• [SET PROBLEM]:
Nothing before the line containing "the black baseball" belongs in the answer; quote that line and all lines after it through the end of the material, word for word.

########################################

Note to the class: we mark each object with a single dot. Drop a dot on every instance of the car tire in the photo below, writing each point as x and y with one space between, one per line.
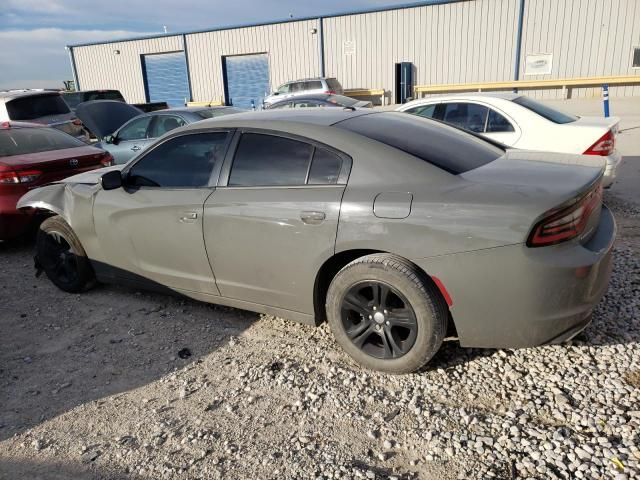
61 256
399 310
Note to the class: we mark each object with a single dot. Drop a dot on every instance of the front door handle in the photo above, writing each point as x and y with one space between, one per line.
312 217
189 216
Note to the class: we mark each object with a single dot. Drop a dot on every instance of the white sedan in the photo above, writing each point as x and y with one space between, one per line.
519 121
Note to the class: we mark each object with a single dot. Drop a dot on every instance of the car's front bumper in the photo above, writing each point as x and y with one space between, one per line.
515 296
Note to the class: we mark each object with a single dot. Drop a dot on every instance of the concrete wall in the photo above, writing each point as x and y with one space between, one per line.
457 42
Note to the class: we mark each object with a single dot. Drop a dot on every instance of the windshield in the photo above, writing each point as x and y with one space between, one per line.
36 106
20 141
446 147
556 116
216 112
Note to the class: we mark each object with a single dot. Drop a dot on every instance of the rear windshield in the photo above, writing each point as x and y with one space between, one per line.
334 84
556 116
217 112
445 147
20 141
74 98
36 106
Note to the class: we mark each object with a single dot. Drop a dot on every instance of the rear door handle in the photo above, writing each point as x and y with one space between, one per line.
189 216
312 217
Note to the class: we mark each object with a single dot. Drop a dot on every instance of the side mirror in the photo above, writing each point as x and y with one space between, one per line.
111 180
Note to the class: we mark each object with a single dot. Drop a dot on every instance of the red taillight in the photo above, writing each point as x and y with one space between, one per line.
568 222
604 146
106 160
16 178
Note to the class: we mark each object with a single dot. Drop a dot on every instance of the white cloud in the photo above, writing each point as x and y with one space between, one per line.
37 58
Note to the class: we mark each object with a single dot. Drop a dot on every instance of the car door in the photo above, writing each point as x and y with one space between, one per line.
130 139
273 218
151 229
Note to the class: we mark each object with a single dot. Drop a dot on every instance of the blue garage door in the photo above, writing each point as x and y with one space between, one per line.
166 78
247 79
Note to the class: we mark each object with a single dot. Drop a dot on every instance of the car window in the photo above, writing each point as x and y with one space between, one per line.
556 116
186 161
469 116
334 84
268 160
136 129
20 141
423 110
325 167
313 85
498 123
165 123
445 147
36 106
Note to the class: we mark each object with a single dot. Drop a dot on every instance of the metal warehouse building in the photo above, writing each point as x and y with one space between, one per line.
556 46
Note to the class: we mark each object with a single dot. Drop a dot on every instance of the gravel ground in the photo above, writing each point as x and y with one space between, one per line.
123 384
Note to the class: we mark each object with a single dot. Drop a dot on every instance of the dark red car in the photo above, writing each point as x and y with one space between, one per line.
32 155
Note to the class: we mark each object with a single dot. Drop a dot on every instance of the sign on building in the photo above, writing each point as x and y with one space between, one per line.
538 64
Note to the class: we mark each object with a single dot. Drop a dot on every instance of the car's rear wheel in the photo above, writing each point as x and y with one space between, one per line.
386 314
61 256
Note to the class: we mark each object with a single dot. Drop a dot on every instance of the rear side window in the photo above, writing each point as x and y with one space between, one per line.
496 123
551 114
181 162
20 141
36 106
441 145
334 85
267 160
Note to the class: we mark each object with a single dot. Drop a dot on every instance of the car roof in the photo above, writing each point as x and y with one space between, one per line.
12 124
479 95
315 116
306 96
11 94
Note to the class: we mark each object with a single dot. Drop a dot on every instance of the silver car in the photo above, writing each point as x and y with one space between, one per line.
398 230
318 85
40 106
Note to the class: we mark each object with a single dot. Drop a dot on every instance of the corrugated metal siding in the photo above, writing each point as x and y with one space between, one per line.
98 67
587 38
291 47
450 43
465 41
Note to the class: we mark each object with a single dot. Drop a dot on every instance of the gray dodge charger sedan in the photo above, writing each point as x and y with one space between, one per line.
397 230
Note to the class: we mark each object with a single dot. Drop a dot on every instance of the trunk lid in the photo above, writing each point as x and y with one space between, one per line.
103 117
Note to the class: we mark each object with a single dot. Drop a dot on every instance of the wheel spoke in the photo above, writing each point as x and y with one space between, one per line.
355 302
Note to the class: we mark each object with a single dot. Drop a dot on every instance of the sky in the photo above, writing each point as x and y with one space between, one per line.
34 33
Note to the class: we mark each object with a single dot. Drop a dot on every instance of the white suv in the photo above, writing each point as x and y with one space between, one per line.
304 87
40 106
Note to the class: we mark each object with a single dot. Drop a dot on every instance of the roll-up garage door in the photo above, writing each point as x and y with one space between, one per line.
165 77
246 79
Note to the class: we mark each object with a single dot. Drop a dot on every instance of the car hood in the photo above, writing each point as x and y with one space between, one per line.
103 117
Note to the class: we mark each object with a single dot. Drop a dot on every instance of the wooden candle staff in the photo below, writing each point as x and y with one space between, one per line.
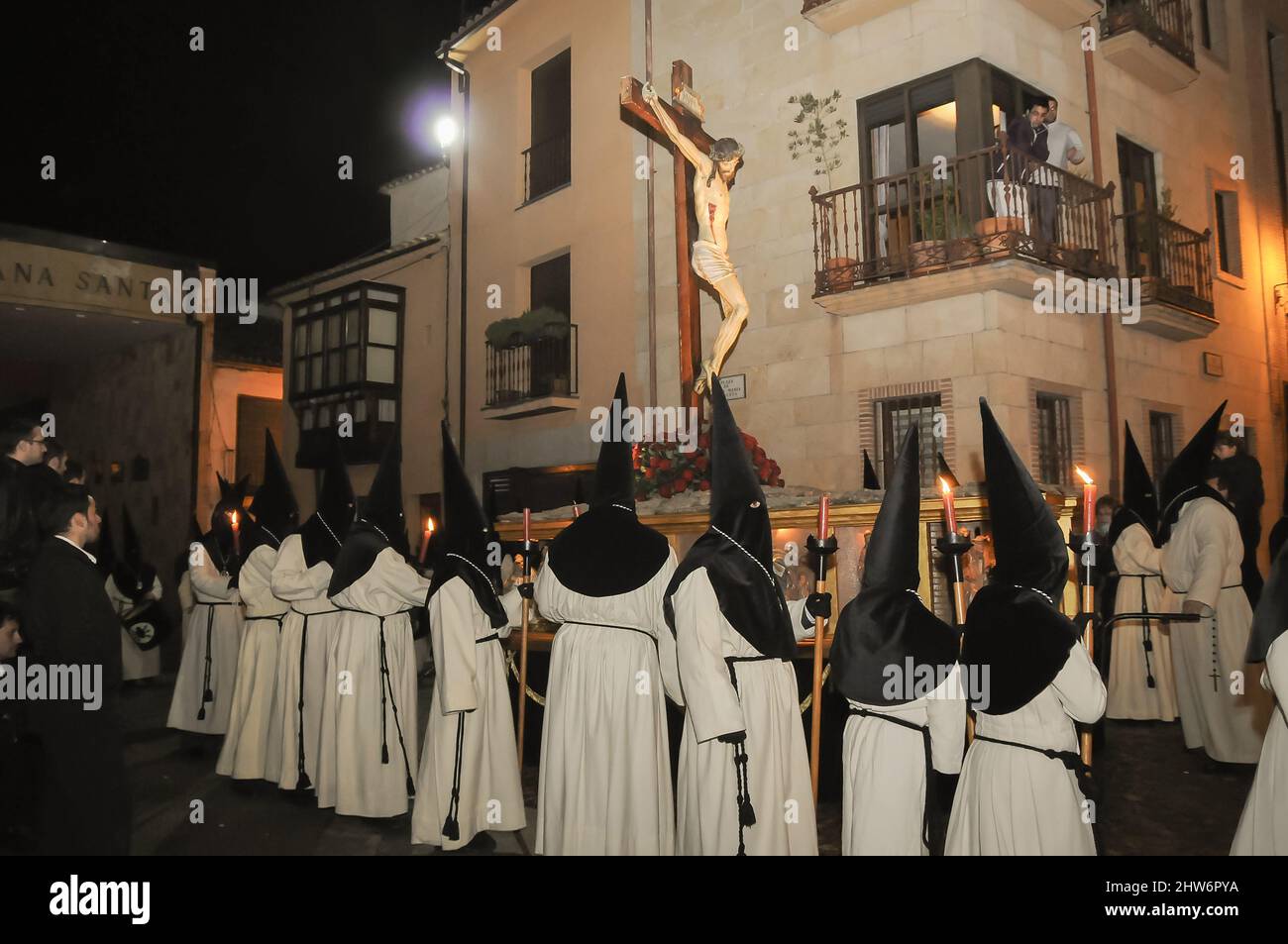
823 544
523 631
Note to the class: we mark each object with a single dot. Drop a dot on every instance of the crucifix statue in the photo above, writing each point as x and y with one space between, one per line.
703 170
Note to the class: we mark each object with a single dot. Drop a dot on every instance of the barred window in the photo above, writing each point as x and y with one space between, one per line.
894 415
1055 439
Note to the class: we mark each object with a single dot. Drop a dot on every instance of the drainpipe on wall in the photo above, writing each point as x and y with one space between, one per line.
1111 365
652 254
464 85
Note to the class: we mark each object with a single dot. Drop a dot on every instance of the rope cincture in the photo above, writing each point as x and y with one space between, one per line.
931 786
206 691
386 697
301 778
746 811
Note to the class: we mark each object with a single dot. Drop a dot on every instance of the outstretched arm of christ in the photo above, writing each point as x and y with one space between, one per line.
687 147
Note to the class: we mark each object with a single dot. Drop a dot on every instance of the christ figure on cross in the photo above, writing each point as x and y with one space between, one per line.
711 180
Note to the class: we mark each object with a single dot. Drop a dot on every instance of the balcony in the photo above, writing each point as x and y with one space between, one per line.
987 220
835 16
1151 40
546 167
529 377
1173 264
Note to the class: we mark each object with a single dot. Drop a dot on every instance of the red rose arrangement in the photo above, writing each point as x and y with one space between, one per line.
662 469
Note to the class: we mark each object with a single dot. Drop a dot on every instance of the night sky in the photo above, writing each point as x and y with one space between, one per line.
227 155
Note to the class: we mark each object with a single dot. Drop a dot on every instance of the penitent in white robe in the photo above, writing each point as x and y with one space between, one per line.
1013 801
368 759
1263 824
1140 590
215 629
765 706
136 664
305 639
249 754
604 784
471 712
1225 715
885 769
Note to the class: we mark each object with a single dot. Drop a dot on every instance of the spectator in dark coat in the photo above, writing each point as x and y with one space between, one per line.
85 806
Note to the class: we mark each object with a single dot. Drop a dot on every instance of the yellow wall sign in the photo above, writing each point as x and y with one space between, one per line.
78 281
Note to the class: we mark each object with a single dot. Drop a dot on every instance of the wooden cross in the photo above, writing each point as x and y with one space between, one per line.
639 115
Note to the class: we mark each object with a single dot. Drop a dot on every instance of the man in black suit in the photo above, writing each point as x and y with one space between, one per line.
22 446
85 807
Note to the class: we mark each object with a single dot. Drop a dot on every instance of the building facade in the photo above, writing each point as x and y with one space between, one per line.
914 273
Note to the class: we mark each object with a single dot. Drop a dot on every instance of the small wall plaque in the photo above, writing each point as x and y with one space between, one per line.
734 386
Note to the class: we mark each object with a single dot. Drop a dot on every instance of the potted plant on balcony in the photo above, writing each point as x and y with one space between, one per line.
819 140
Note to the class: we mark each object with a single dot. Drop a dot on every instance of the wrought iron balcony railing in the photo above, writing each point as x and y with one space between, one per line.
974 209
1173 262
1167 24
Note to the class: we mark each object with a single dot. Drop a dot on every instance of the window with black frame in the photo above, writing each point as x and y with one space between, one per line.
548 161
1055 439
346 362
894 416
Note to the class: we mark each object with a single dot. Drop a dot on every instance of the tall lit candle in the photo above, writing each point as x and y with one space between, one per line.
949 509
1089 500
424 540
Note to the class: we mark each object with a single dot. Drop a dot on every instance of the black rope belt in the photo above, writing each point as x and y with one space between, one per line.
613 626
206 693
1146 640
931 787
386 693
746 811
301 778
1072 760
451 824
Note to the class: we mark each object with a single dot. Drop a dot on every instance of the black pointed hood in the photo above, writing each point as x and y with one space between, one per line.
737 550
1014 630
104 550
322 535
219 540
870 474
132 574
467 546
888 625
273 510
1186 476
381 524
606 552
1279 531
1270 618
1140 502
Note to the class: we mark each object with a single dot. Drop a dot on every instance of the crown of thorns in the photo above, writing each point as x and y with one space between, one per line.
725 150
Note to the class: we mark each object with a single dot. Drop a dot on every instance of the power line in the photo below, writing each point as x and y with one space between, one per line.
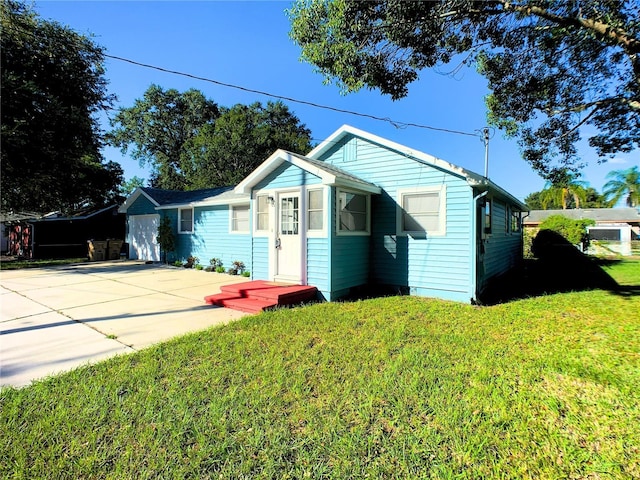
395 123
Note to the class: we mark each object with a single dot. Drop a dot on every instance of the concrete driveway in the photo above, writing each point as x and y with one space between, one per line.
56 319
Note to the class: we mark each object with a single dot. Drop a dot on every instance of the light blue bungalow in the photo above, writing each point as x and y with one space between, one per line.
357 210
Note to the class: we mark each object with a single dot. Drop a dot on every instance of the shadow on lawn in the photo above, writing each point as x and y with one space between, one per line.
559 267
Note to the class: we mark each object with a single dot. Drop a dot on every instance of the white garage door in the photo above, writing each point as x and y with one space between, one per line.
143 230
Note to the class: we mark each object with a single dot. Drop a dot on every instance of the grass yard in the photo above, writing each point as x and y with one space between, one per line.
543 387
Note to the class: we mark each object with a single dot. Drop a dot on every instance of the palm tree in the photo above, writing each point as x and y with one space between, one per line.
558 192
623 183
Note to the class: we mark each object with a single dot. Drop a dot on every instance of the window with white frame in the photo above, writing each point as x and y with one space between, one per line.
315 210
422 211
353 212
262 213
185 220
515 222
487 216
240 218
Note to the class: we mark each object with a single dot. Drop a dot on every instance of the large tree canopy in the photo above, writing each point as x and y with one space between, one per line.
53 86
242 138
192 143
553 67
159 129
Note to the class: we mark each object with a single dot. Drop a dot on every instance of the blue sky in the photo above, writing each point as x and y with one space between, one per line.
247 44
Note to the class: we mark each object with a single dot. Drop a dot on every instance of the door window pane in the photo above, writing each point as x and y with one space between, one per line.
316 210
262 212
289 216
240 219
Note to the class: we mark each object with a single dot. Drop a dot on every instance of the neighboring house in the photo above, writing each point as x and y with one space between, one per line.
614 230
357 210
57 236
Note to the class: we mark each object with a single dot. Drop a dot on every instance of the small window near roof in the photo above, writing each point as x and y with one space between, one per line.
353 213
422 211
240 219
315 210
185 220
487 216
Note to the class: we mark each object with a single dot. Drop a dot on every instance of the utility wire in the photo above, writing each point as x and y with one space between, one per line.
395 123
289 99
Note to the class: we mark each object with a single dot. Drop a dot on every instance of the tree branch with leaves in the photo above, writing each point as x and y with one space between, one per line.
554 69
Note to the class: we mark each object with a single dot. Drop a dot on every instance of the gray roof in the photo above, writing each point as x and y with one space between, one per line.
600 215
171 197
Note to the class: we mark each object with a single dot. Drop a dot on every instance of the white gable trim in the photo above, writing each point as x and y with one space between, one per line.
281 156
133 197
472 178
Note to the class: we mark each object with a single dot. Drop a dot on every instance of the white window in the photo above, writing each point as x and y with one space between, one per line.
185 220
262 213
422 211
240 219
315 210
515 222
487 216
353 213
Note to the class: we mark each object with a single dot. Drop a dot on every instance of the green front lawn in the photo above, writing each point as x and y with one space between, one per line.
545 387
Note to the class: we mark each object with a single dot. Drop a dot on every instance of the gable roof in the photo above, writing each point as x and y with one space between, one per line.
163 199
472 178
600 215
329 174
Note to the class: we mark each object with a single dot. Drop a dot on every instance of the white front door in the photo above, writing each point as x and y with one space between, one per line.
143 232
288 238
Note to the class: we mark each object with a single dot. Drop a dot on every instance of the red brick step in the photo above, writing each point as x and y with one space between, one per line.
258 295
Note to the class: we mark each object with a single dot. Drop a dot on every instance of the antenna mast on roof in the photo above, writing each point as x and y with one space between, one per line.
485 136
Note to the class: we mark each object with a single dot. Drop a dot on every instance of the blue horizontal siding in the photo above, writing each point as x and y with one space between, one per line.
429 264
287 175
142 206
502 249
211 238
318 263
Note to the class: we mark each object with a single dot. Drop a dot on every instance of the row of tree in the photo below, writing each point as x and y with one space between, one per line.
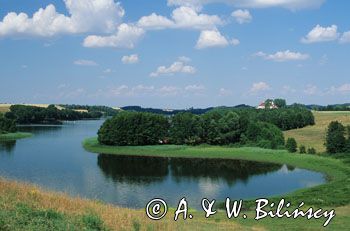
218 127
106 111
51 115
7 125
338 138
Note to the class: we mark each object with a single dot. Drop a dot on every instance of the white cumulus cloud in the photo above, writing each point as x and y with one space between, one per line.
259 87
84 62
213 38
131 59
181 18
283 56
288 4
126 37
345 38
242 16
84 16
321 34
178 66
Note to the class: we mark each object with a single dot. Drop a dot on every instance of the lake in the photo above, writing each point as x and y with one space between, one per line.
55 159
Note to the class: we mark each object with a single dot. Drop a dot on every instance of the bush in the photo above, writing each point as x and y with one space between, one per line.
302 149
335 138
134 128
291 145
311 151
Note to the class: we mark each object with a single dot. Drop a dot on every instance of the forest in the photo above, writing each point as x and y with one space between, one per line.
50 115
262 128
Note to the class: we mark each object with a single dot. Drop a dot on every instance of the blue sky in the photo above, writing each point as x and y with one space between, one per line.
174 53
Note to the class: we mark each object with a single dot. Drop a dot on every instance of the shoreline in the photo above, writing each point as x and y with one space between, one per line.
337 173
15 136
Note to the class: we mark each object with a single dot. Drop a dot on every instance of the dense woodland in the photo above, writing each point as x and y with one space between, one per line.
338 138
7 125
50 115
222 126
106 111
334 107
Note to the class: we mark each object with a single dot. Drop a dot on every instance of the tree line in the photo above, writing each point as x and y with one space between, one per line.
262 128
51 115
106 111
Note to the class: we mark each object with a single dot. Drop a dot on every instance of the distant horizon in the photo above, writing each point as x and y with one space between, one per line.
174 53
170 108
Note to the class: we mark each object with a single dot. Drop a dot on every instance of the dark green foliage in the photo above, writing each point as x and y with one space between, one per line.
280 103
291 145
311 151
288 118
136 225
217 127
93 222
106 111
335 138
264 135
7 125
302 149
185 128
268 103
50 115
134 128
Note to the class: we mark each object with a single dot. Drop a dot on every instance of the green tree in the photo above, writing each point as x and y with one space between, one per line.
291 145
311 151
134 128
280 103
185 128
335 138
302 149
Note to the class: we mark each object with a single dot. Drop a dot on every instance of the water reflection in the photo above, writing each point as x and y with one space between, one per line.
7 146
136 169
133 169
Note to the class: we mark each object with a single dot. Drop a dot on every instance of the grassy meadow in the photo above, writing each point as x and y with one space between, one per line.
27 207
314 136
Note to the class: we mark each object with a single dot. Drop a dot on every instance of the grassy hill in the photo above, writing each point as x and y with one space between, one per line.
27 207
314 136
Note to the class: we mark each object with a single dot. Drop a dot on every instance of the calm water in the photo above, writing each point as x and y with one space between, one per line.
54 158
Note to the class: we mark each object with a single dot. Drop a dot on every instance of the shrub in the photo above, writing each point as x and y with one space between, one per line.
335 138
302 149
291 145
7 125
311 151
133 128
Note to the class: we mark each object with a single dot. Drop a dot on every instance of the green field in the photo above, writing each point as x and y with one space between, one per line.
314 136
48 210
15 136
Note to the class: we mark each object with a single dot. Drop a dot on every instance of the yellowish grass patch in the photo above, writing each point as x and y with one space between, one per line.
314 136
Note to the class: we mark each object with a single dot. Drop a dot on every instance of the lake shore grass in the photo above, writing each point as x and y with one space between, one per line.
15 136
333 193
28 207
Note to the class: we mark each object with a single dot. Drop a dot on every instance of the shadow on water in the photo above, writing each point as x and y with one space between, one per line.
39 128
133 169
7 146
217 169
136 169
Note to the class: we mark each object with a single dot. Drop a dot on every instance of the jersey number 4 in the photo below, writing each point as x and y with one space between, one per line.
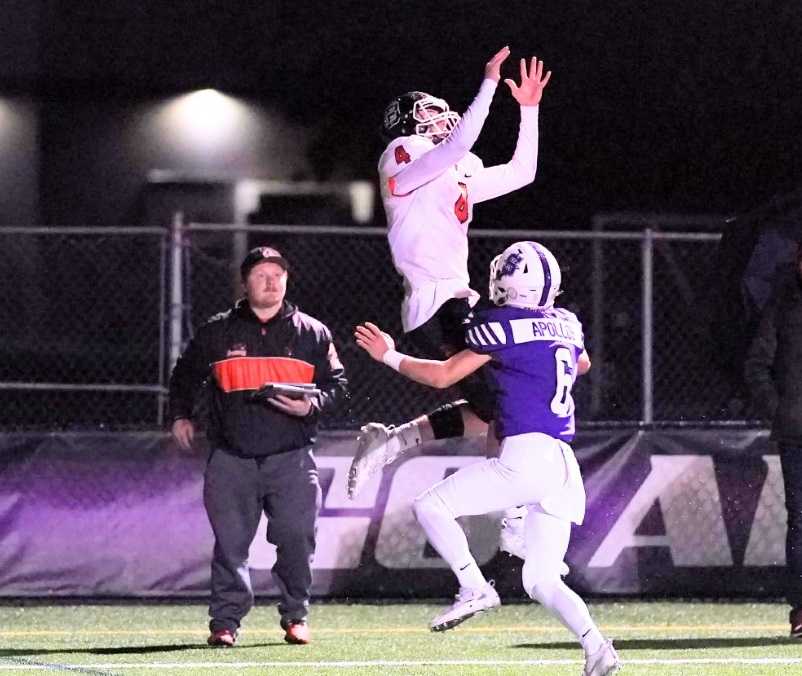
461 205
402 156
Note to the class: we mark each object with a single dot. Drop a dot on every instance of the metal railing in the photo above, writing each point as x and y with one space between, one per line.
632 289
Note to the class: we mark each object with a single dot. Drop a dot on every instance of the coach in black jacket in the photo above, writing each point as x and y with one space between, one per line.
773 370
261 450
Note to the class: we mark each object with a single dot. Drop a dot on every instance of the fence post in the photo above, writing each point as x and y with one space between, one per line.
176 313
647 327
597 284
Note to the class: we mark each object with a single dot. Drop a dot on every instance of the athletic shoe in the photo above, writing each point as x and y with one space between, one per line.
603 662
373 452
297 632
466 604
222 638
511 541
795 618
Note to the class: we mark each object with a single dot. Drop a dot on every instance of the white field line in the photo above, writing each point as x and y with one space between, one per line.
352 664
417 629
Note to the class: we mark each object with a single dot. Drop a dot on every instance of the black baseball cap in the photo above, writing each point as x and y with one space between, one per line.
259 255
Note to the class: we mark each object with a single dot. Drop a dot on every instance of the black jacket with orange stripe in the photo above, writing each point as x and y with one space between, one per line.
238 353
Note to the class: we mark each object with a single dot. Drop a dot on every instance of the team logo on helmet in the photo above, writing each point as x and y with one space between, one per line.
511 264
418 113
526 275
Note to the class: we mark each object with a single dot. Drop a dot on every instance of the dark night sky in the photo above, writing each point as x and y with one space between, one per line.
681 105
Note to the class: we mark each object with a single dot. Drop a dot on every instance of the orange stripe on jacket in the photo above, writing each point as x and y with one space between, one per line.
391 185
250 373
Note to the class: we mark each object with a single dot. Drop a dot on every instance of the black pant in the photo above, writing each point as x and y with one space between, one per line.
791 462
443 335
236 491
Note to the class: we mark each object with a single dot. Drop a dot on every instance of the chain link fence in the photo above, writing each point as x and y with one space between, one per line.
93 317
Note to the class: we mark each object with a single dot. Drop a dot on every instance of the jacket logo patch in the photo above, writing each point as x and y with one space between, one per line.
237 350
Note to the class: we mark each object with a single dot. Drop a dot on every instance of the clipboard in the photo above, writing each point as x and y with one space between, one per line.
291 390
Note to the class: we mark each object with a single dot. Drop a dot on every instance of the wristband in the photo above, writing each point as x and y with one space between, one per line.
393 359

########################################

• [IN RESPONSE]:
Note to the class: we mark each object with a single dot. Drop a dot on every instance of the black baseball cap in the photo above, writing each point as x and y with one space between, one per line.
259 255
Note to the class: we mark each object with a single dot. Drop a dot on every instance of the black jacket with orange stripe in the photo above, writing each point as x and y with one space between, one per line.
238 353
Note to the class: we mark each object with a single dot. Drop a dot on every instance of the team logo on helmet in the photo above, writing each point as x and y with one space between, one per line.
511 264
418 113
526 275
Note to the class: we mark each object with a single dot. Drop a dot on every instance of the dark night sky in the photo above, writing each point as x and y with one space between, one per line.
681 105
Note to the class: we mark each object with a single dot. Drop a dot on every instance of the orange stripe on jacket in the photo above, writing each point as x and y with one space between, one per line.
391 185
250 373
Note to the class: we mark each object with a single dot. Drop a dot on every instance of the black pant in the photo above, writing each point as x and y with one space between, one per line.
791 462
443 335
236 491
Note to the class: we mark each object with a single dot. Drop a dot on every instance of the chain link fence in the photo above, writing each point as x and y with one space between, one per line.
93 317
Note to the class: we mark each object with a single dot. Drop a dot on every instance of the jacket logo patch in the photo above, writing each point as x and y with one space between, one per line.
237 350
Note to the class: we mark each object with a single dot. Drop a dot on every instance of the clipboard in the photo above, writing each point as x and y with one space between, one per line.
291 390
Note to the class: we mark each object with a single dot. Drop a dot on every instance of the wristband in the photo above, writing each point as x and y with one space between, one per line.
393 359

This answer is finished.